GitHub - Epic-Eric/KochRL

KochRL

KochRL is an Isaac Lab-based reinforcement learning project for a 6-DoF Koch manipulator. It includes a custom Direct RL environment, PPO training/evaluation scripts, visualization helpers, and an optional hardware teleoperation runner to deploy trained policies on real robots.

Env ID: Template-Kochrl-Direct-v0
Stack: Isaac Lab (Isaac Sim), PyTorch, RSL-RL (PPO)
Package: KochRL (installed from source/KochRL)

Features

Custom Isaac Lab task under KochRL/tasks/direct/kochrl with:
- Target sampling within a hemispherical workspace
- Optional external force injection with spring-equilibrium clamping
- Keypoint-based observation of the end-effector
- Visualization markers for targets and forces
Training/Eval scripts via RSL-RL (scripts/rsl_rl/)
Hardware teleop runner to drive a follower arm from a trained policy (hardware-control/custom_code/teleop_rl_runner.py)

Current branching

main --- tested, reliable position matching in simulation actual-force --- dev branch for force position matching, simulation in progress, inference in progress

Quick Commands

Train an agent with RSL-RL

conda activate ericisaaclab
cd ~/ericxie/KochRL/source/KochRL
source ~/IsaacLab/_isaac_sim/setup_conda_env.sh
python ../../scripts/rsl_rl/train.py --num_envs=4096 --task Template-Kochrl-Direct-v0 --headless --log_project_name kochrl-force

Play with a trained agent

python ../../scripts/rsl_rl/play.py --task Template-Kochrl-Direct-v0 --num_envs=1

Resume training from a previous run

python ../../scripts/rsl_rl/train.py --num_envs=4096 --task Template-Kochrl-Direct-v0 --headless --log_project_name kochrl --load_run 2025-08-13_23-57-43 --resume

Load a checkpoint and continue training with a new project name

python ../../scripts/rsl_rl/train.py --num_envs=4096 --task Template-Kochrl-Direct-v0 --headless --log_project_name kochrl2 --load_run 2025-08-14_12-54-26 --checkpoint model_598.pt

Open Isaac Sim to edit USD files

cd ~/IsaacLab/_isaac_sim
bash isaac-sim.sh

Inference (position only)

conda activate erickoch
cd hardware-control
python custom_code/teleop_rl_runner.py --checkpoint /home/asblab/ericxie/KochRL/source/KochRL/logs/rsl_rl/kochrl/2025-09-03_14-34-46/model_999.pt --device cuda --rate 60

Inference (force-based)

python /home/asblab/ericxie/KochRL/hardware-control/custom_code/teleop_force_runner.py --init-align --rate 60 --k 1000 --device cuda --predictor /home/asblab/ericxie/KochRL/force-predictor/xgb_force_model2.pkl

1) Prerequisites

Python 3.10
Isaac Lab installed and working (follow the official Isaac Lab installation guide)
- Conda install is recommended for easy CLI use
NVIDIA GPU recommended

2) Install KochRL

From the repo root:

# Use Isaac Lab Python if it's not your default interpreter
python -m pip install -e source/KochRL

Verify the task is registered:

# Lists available tasks (looks for "Template-")

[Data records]

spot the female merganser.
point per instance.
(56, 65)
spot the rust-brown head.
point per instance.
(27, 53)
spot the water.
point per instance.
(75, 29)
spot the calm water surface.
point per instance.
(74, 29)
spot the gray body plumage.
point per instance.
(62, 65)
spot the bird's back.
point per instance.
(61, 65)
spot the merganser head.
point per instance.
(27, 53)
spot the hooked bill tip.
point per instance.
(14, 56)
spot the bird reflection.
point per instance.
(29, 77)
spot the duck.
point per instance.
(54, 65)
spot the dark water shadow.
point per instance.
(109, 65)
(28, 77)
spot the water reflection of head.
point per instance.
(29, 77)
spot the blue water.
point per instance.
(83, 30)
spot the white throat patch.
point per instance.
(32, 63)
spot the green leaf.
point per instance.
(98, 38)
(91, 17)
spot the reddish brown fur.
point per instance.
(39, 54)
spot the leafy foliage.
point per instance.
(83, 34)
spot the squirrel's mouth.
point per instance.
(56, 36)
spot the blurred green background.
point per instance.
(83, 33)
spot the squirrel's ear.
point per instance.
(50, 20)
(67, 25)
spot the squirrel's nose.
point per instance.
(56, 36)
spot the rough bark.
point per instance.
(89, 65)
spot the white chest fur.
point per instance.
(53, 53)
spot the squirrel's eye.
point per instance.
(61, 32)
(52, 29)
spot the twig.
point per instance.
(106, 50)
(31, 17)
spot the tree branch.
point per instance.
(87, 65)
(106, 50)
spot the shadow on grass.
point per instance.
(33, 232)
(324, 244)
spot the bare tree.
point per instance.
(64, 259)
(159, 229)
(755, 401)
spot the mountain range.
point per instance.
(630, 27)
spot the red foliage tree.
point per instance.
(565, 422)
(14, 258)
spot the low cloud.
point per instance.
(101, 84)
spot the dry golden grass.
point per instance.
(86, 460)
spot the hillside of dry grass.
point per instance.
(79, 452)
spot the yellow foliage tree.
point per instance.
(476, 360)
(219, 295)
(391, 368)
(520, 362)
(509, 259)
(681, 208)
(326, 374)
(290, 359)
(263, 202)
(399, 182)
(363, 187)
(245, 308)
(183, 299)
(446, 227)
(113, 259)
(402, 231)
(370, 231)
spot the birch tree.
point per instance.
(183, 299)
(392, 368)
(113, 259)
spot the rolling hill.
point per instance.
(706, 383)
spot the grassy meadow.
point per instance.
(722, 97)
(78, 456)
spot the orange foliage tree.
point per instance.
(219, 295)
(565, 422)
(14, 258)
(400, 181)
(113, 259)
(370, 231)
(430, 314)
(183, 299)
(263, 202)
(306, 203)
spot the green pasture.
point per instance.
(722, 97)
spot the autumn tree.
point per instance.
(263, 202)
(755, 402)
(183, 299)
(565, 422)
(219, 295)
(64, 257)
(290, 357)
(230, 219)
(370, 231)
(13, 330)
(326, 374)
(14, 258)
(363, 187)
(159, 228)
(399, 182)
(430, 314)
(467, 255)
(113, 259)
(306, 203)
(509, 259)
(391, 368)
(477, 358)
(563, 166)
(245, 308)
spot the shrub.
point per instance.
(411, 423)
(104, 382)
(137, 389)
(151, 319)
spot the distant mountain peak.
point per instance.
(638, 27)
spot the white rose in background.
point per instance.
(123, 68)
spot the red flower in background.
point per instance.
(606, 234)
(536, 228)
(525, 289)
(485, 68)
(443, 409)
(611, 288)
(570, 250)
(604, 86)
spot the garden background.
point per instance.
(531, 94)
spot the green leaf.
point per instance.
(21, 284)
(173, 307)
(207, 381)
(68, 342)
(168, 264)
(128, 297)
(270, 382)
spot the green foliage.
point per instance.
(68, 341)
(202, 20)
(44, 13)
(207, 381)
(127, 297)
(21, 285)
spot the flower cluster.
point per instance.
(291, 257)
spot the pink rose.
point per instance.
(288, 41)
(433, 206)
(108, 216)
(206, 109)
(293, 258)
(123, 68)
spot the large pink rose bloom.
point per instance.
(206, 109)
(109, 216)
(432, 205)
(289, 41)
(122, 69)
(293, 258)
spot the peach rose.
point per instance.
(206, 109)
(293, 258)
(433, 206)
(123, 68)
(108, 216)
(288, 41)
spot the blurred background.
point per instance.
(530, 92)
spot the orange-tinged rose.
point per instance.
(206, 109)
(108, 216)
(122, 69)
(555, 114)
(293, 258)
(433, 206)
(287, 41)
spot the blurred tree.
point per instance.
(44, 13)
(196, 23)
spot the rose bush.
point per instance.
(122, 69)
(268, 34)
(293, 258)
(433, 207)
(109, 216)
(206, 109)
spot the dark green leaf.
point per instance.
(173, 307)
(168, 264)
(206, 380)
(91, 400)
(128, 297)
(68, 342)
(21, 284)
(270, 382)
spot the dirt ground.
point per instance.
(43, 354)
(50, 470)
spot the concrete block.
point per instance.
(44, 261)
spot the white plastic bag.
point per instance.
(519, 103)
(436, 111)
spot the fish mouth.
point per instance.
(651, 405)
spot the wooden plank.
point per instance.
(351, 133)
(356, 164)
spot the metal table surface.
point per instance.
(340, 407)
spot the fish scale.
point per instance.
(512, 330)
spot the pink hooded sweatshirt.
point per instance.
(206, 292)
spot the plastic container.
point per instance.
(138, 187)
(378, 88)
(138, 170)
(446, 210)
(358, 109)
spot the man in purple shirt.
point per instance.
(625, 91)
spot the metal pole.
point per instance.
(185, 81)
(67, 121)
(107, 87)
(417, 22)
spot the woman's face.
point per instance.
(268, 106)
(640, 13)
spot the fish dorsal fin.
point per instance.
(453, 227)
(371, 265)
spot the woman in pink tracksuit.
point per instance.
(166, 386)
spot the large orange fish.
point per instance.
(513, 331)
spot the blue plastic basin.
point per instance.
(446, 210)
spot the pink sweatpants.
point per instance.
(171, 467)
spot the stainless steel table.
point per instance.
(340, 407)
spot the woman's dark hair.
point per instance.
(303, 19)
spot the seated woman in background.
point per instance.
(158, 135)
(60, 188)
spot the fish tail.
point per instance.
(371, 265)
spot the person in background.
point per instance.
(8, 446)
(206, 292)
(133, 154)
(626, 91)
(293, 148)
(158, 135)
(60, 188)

**TO DO**
Reproduce the stretch of the KochRL page above from "Load a checkpoint" through "Inference (position only)", word for word.

**TASK ANSWER**
Load a checkpoint and continue training with a new project name

python ../../scripts/rsl_rl/train.py --num_envs=4096 --task Template-Kochrl-Direct-v0 --headless --log_project_name kochrl2 --load_run 2025-08-14_12-54-26 --checkpoint model_598.pt

Open Isaac Sim to edit USD files

cd ~/IsaacLab/_isaac_sim
bash isaac-sim.sh

Inference (position only)